* Begin SUPPLIED DATA *

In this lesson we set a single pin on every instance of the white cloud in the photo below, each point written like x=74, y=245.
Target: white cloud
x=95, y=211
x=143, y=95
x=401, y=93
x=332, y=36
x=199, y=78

* End SUPPLIED DATA *

*GIVEN EXERCISE*
Rewrite the records above, putting "gray cloud" wherever "white cloud" appears and leaving everything else unchanged.

*FULL OUTPUT*
In this lesson we set a single pin on every instance of the gray cloud in the photo below, each point written like x=74, y=245.
Target: gray cloud
x=95, y=211
x=143, y=95
x=401, y=93
x=332, y=36
x=199, y=78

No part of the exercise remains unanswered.